▶ **Supplied material**:
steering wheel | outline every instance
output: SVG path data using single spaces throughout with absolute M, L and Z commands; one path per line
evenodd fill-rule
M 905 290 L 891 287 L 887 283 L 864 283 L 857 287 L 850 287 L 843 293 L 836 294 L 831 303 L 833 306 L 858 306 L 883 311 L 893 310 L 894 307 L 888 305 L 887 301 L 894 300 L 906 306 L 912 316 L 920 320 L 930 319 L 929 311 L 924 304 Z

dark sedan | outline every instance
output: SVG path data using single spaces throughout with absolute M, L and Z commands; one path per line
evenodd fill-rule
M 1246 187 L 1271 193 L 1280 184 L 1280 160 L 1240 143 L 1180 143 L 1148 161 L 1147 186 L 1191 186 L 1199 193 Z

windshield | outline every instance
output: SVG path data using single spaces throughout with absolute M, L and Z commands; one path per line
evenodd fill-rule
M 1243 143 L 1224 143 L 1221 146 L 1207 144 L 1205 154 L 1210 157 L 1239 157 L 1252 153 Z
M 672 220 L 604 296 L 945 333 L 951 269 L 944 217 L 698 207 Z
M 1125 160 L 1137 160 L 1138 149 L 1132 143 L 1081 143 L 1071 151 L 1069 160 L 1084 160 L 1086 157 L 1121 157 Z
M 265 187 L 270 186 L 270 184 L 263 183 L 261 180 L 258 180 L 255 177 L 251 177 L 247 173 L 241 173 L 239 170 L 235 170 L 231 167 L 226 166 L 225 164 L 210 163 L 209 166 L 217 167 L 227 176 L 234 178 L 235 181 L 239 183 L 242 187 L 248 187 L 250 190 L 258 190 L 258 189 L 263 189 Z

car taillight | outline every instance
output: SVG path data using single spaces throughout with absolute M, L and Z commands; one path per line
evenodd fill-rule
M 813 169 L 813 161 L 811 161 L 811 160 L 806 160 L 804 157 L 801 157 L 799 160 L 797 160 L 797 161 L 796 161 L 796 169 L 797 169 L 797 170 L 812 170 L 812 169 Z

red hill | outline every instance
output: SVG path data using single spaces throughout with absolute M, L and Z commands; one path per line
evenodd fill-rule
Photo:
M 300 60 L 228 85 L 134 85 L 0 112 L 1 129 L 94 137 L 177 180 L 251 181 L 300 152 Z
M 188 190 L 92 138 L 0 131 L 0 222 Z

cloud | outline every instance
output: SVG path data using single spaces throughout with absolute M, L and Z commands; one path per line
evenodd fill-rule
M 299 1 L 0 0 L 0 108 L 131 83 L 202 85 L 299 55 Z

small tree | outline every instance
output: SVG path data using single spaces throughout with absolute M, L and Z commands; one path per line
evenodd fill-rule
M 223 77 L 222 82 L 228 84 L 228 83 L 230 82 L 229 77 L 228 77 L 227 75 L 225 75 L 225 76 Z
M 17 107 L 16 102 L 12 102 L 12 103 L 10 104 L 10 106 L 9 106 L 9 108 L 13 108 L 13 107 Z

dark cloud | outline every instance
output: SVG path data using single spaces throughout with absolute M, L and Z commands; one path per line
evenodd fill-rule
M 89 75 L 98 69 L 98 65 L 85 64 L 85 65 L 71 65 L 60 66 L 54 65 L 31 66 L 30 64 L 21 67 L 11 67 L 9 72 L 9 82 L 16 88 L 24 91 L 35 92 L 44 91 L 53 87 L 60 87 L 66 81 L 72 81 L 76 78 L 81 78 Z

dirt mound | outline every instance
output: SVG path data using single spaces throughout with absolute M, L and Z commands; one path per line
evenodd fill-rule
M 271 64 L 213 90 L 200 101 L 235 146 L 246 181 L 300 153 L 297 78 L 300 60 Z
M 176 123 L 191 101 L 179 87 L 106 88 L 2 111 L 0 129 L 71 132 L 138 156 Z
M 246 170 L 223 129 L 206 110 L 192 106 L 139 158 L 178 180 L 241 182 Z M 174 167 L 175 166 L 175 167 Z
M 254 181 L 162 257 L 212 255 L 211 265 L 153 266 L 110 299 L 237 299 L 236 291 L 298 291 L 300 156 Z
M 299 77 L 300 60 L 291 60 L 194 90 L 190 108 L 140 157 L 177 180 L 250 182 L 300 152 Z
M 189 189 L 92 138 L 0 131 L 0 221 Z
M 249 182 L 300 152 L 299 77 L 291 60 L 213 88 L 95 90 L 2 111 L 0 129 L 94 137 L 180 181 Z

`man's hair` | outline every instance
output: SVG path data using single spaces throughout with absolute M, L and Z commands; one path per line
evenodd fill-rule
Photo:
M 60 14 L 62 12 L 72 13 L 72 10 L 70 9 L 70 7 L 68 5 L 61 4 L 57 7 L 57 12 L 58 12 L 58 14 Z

* * *

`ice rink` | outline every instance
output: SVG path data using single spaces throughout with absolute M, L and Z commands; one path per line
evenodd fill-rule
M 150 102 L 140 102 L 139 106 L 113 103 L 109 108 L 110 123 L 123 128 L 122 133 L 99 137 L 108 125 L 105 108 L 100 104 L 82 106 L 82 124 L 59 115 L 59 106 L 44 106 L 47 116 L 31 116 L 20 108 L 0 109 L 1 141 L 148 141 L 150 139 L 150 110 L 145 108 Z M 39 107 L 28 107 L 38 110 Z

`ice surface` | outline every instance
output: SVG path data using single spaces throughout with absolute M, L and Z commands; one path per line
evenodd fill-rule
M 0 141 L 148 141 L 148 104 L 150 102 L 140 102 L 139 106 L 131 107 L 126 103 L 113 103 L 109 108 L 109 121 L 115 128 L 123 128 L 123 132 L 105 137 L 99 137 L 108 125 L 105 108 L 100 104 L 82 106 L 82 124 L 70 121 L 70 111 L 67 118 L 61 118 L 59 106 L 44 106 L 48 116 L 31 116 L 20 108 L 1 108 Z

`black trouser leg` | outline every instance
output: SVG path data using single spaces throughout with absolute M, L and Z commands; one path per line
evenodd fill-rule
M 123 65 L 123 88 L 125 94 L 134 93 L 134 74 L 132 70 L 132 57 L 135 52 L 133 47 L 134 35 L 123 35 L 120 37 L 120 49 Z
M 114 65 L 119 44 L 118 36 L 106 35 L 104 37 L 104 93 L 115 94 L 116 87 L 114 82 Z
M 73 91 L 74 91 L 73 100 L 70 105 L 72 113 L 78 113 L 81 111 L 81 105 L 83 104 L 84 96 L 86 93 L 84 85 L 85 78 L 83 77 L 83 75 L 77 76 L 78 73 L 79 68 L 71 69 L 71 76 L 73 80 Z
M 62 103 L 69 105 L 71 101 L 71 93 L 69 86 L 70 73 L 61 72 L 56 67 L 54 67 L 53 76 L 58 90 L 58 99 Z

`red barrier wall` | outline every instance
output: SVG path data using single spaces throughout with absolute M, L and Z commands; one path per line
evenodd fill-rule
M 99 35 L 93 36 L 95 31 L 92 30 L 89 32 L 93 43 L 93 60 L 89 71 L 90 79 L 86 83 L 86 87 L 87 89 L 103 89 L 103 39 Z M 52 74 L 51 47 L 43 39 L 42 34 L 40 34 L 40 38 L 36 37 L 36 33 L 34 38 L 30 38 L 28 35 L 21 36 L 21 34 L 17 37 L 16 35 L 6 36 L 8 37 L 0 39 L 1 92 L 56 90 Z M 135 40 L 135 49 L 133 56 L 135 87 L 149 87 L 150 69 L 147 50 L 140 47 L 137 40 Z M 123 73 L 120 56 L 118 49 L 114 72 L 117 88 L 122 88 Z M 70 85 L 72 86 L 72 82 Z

▶ **Exercise requirements**:
Using the data above, return each line that includes the word "dark".

▶ **Solution for this problem**:
dark sedan | outline every instance
dark cloud | outline every instance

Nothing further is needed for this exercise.